[START OF TEXT SHOWN]

If you thought you’d heard the last of Leonardo’s contested final masterpiece Salvator Mundi, you have another thing coming.
A leading art historian has accused London’s National Gallery of helping to inflate the price of the painting, which sold for $450.3 million at Christie’s in 2017, by exhibiting it as an autograph Leonardo without properly informing the public about the doubts surrounding its attribution. The historian, Charles Hope, argues in a recent London Review of Books article that the work’s presentation was particularly egregious given that it was available for sale both immediately before and after its inclusion in the show, “Leonardo da Vinci: Painter in the Court of Milan.”
In a flurry of spirited letters published in response to the article, two sides duke it out: Hope and fellow art historian Ben Lewis argue that the picture was effectively for sale during the exhibition—a somewhat unusual and frowned upon practice—while a former owner of the painting, dealer Robert Simon, and the former director of the National Gallery, Nicholas Penny, say it was not.
While the debate hinges on some rather technical issues, it boils down to one big question: Who gets to control the narrative about Old Masters (and Leonardo in particular): scholars or those with a vested financial interest in the work?
The now-infamous painting was originally purchased in 2005 by a consortium of collector-dealers for less than $10,000 when it was still thought to be a copy. The exhibition of the painting at the London gallery in 2011 was key to elevating its status as a genuine Leonardo before it went on to become the most expensive work of art ever sold at auction.

[END OF TEXT SHOWN]

COMPLETE THE FOLLOWING —
a) Summarize the Salvator Mundi text in two sentences.
b) According to the Salvator Mundi text, why does Hope consider the National Gallery's presentation of the painting particularly egregious? Answer in one or two sentences.
c) Write the next part of the Salvator Mundi text, starting after its last sentence.
The records that come next have no connection to the Salvator Mundi text.

[START OF PROVIDED RECORDS]

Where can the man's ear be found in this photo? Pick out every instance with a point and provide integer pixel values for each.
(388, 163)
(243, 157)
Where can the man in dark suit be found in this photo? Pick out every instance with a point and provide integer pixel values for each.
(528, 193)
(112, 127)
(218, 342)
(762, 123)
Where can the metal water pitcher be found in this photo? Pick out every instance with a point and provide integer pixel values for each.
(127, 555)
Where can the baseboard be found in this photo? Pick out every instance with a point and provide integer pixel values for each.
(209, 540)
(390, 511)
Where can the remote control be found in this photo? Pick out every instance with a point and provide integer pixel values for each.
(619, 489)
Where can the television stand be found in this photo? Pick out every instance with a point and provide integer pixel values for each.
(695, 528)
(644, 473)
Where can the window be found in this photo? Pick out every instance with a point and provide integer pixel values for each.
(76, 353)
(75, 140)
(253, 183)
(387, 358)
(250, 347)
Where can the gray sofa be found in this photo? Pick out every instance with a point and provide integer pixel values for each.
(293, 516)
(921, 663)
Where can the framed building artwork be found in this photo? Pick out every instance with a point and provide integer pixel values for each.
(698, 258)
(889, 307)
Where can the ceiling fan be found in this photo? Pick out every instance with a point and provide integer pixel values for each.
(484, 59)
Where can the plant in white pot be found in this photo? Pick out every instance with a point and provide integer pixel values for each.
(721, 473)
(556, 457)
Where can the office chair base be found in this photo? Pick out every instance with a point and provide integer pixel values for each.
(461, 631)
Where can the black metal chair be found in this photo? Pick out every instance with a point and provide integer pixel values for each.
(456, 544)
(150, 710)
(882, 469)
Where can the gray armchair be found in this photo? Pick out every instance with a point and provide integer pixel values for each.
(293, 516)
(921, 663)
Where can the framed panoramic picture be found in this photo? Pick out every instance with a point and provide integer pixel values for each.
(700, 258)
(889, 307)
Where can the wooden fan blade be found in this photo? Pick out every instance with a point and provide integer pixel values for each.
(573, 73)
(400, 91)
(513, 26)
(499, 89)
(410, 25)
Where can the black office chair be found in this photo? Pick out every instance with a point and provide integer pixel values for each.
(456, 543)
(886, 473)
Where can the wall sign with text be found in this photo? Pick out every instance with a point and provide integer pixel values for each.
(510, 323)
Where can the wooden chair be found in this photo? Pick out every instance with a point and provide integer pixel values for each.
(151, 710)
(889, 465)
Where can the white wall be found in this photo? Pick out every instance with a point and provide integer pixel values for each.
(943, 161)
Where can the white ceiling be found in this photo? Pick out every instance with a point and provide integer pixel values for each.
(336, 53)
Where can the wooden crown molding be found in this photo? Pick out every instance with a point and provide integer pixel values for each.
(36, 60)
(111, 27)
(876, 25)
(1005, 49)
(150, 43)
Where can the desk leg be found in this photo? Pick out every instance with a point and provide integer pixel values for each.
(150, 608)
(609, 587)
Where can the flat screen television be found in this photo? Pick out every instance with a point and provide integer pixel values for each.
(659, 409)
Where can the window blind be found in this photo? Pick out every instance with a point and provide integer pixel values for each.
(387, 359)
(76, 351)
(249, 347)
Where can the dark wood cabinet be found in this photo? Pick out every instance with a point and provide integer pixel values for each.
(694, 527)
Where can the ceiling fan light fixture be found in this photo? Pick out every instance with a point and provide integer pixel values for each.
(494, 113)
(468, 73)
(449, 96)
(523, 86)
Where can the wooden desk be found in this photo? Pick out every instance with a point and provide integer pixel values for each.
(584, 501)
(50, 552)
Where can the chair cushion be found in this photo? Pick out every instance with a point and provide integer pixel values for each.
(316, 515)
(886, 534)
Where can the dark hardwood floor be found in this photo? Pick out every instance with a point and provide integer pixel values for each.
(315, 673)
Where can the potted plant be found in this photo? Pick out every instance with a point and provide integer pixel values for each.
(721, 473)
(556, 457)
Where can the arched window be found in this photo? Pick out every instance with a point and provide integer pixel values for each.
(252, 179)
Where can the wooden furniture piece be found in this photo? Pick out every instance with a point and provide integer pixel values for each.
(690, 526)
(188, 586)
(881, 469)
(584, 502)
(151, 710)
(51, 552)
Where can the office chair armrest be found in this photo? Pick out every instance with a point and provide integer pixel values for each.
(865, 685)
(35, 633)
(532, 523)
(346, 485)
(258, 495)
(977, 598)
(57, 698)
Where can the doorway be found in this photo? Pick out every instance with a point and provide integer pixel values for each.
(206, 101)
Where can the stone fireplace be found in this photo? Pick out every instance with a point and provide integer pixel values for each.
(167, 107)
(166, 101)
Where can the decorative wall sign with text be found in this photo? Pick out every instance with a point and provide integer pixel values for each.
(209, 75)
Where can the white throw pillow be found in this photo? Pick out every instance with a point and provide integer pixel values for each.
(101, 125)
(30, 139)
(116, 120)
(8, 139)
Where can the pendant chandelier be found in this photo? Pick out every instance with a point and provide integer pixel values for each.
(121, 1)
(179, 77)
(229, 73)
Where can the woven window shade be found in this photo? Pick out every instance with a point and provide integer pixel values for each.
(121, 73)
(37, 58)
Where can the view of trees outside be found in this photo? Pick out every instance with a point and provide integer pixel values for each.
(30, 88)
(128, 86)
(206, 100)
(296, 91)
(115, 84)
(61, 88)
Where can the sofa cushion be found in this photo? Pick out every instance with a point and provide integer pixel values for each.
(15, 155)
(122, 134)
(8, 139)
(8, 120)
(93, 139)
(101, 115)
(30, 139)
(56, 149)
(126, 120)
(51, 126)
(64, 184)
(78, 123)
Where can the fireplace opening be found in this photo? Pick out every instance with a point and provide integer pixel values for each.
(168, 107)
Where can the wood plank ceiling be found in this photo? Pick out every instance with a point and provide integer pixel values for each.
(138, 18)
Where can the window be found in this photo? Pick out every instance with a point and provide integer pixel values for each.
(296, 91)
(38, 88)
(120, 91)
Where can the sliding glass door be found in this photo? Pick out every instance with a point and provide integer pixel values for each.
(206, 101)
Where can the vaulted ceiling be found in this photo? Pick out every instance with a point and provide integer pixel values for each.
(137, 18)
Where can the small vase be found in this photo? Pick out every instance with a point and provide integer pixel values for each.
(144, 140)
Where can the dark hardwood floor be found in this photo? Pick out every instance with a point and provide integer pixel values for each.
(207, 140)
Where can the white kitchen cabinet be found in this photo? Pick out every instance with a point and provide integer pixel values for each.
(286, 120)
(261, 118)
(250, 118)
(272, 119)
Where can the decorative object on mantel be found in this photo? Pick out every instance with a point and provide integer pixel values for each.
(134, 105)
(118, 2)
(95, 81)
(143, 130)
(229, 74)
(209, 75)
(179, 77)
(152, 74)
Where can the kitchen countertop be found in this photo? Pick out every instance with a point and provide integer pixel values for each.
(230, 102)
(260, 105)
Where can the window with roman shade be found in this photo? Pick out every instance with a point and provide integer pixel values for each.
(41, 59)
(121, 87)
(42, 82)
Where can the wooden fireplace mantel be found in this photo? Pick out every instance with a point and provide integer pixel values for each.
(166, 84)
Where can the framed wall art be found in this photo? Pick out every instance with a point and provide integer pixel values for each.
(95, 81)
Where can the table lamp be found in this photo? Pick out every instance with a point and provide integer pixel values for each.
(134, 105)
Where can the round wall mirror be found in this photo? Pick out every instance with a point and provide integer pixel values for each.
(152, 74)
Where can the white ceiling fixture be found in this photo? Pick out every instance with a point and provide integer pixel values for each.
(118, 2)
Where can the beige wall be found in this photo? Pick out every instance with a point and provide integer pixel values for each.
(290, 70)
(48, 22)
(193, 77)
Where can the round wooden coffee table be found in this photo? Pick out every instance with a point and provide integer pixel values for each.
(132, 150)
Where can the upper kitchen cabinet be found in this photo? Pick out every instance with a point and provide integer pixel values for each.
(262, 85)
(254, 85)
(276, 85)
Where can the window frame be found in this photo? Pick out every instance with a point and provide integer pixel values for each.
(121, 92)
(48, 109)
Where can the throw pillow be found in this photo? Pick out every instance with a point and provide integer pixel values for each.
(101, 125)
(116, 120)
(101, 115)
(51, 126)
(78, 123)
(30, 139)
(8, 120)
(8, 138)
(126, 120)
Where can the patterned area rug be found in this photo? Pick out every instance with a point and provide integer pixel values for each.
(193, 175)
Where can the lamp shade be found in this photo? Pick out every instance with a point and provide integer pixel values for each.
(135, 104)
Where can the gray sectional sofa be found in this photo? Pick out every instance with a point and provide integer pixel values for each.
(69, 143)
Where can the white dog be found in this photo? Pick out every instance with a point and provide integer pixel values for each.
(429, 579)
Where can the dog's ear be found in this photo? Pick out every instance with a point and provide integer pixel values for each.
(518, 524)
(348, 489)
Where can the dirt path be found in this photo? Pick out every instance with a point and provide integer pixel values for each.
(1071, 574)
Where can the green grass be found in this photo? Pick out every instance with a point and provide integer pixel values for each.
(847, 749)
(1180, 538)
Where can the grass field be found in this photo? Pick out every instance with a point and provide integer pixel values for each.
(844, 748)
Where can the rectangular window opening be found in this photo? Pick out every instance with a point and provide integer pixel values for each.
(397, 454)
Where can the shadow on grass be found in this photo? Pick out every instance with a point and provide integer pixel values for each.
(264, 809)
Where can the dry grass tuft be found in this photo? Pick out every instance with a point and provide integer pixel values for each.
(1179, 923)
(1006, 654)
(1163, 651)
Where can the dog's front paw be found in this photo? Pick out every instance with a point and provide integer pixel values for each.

[END OF PROVIDED RECORDS]

ANSWERS PROVIDED —
a) Art historian Charles Hope has accused London's National Gallery of helping to inflate the $450.3 million price of Leonardo's Salvator Mundi by exhibiting it as an autograph Leonardo without properly informing the public of doubts about its attribution. In published letters, Hope and Ben Lewis argue that the painting was effectively for sale during the exhibition, while former owner Robert Simon and former director Nicholas Penny say it was not.

b) Hope considers it particularly egregious because the painting was available for sale both immediately before and after it was included in the show "Leonardo da Vinci: Painter in the Court of Milan."

c)
In an article published in the review’s January issue, Hope suggests the painting’s attribution was based on “misleading or unsubstantiated assertions about the provenance of the picture and a public statement by the then-owner.” He claims that Simon, who purchased the work in 2005 as part of a consortium, “exploited” the National Gallery into exhibiting the contested work as a Leonardo without properly qualifying it. He writes that in doing so, the publicly funded institution was participating more in “a marketing ploy than a contribution to knowledge.”
In a retort to Hope’s article, Robert Simon reiterates an earlier claim that the picture “was not” for sale at the time of the exhibition and that a press release he issued at the time responded to inaccuracies in the press in a “purely corrective, not promotional” manner. And in fact, he points out, the loan of Salvator Mundi to the exhibition was actually requested by the gallery, not the reverse. The National Gallery’s former director, Nicholas Penny, confirmed that account in a letter of his own.
With that, the saga might have been over—but instead it took a fascinating turn when Ben Lewis, the author of a book on the painting titled The Last Leonardo, threw his hat into the ring. In his own response letter, Lewis calls Simon’s claim that the work was not for sale “disingenuous.”
He says that since the publication of his book, he has received “testimony” from an antiques dealer, Michael Franses, claiming that he had been working to sell Salvator Mundi on behalf of some of its co-owners in 2009 and 2010, just before it went on view in the National Gallery, and that Simon was “aware” of this. Franses, Lewis claims, even assembled dossiers about the painting’s provenance and condition and reached out to such museums as the Louvre, the Hermitage, the Vatican, Berlin’s Gemäldegalerie, the Qatar Museums Authority, as well as the Prado.
“The plan was to get a museum to agree to accept it as a Leonardo and then find wealthy donors who would pay for it for that museum,” Lewis writes. He goes on to suggest that “perhaps what Simon means is that he briefly took the Salvator Mundi off the market between July 2011 and February 2012 to avoid any embarrassment to the National Gallery.”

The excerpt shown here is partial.